Hukum Pernikahan Beda Agama (Pandangan Paramadina)

Hukum Pernikahan Beda Agama (Pandangan Paramadina)


Yayasan Paramadina pernah mendapatkan kontroversi karena menikahkan pasangan berbeda agama. Praktek ini di Indonesia tidak diperbolehkan. Kasus perkawinan artis Deddy Corbuzier dan Kalina, di awal 2005 dimana Deddy yang Katolik dinikahkan secara Islam oleh penghulu pribadi yang dikenal sebagai tokoh dari Yayasan Paramadina banyak diperbincangkan. Namun hal ini disanggah dalam surat resmi Machnan R Kamaluddin, Ketua Umum Yayasan Wakaf Paramadina dengan menyatakan bahwa Yayasan Paramadina bukan lembaga perkawinan. (Ref: Wikipedia)

Mengapa ada fenomena semacam itu?
Ternyata menurut yayasan Paramadina, pernikahan lintas agama itu halal atau diperbolehkan, merekapun memiliki dasar yang sangat kuat, berikut saya cuplikkan buat kamu:



Dari KKA (Klub Kajian Agama) - Paramadina ke - 200

Trend pernikahan beda agama kian hari makin marak. Sayangnya di negeri ini pernikahan model campuran ini belum mendapat tempat, sehingga mereka yang akan melangsungkan nikah beda agama harus hijrah ke Singapura atau Australia.

Sebab dalam UU Perkawinan No. 1 Th. 1974 dan Kompilasi Hukum Islam (KHI) yang disahkan dengan Inpres No. 1 Th. 1991 tidak mengakomodir perkawinan beda agama. Bahkan pada 1 Juni 1980 Majelis Ulama Indonesia (MUI) mengeluarkan fatwa yang mengharamkan perkawinan laki-laki muslim dengan perempuan nonmuslim, termasuk perempuan ahlul kitab, maupun sebaliknya.

Tetapi kini ada terobosan baru yang dilakukan oleh Pusat Studi Islam Paramadina. Lembaga yang didirikan Nurcholish Madjid 30 Oktober 1986 silam ini dalam Klub Kajian Agama (KKA) ke-200, yang digelar pada 17 Oktober 2003 lalu, berani mengeluarkan tafsir baru atas pernikahan beda agama.

Daftar data:

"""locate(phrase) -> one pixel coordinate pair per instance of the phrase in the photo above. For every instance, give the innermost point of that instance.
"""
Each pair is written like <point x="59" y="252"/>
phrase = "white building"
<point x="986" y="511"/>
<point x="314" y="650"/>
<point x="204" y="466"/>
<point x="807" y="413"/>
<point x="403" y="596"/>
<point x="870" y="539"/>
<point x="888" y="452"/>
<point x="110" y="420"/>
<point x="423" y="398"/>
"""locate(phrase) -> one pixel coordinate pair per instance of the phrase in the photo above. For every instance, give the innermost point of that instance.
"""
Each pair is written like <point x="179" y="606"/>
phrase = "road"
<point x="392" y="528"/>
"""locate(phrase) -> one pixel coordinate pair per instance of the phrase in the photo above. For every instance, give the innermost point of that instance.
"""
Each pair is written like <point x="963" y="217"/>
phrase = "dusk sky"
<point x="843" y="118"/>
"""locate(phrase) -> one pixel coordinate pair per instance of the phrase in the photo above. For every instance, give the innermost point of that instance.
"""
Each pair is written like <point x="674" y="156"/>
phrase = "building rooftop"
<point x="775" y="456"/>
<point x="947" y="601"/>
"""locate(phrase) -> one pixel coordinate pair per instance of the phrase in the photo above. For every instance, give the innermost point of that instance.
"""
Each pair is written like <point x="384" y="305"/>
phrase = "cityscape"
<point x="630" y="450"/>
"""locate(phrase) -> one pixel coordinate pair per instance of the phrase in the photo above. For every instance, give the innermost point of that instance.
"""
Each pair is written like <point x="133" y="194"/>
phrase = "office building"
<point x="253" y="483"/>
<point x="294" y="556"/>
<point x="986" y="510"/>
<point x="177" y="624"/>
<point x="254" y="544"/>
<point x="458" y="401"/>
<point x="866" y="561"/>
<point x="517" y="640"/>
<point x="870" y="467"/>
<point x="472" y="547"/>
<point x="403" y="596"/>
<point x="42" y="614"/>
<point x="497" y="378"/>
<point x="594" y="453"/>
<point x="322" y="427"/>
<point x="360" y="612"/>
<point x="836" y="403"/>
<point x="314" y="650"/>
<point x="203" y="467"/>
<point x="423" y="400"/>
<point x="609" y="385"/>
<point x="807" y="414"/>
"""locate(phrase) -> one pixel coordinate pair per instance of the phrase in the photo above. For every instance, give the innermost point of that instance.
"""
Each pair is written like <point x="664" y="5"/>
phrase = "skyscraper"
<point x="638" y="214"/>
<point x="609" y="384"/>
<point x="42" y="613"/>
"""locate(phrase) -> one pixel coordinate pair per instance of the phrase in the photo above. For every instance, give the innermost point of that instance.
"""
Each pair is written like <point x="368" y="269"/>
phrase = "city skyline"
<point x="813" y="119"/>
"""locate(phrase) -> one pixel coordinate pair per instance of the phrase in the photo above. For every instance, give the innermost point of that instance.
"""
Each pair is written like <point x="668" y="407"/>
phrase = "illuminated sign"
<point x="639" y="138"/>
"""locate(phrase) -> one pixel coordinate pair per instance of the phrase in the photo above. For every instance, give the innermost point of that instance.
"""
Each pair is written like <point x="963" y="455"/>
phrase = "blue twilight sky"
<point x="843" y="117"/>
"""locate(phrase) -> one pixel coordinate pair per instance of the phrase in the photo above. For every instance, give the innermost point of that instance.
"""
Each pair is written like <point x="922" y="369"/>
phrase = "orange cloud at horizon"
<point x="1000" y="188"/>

**Tugas Anda:**
Jawablah tiga hal berikut berdasarkan artikel tentang pernikahan beda agama.
(a) Siapa Ketua Umum Yayasan Wakaf Paramadina yang menyanggah kasus itu dalam surat resmi?
(b) Pada tanggal berapa MUI mengeluarkan fatwa tentang perkawinan laki-laki muslim dengan perempuan nonmuslim?
(c) Siapa pendiri Pusat Studi Islam Paramadina, dan kapan lembaga itu didirikan?
Item-item tersebut tidak diperlukan untuk latihan ini.

**Hasil Latihan:**
(a) Machnan R Kamaluddin.
(b) 1 Juni 1980.
(c) Nurcholish Madjid, pada 30 Oktober 1986.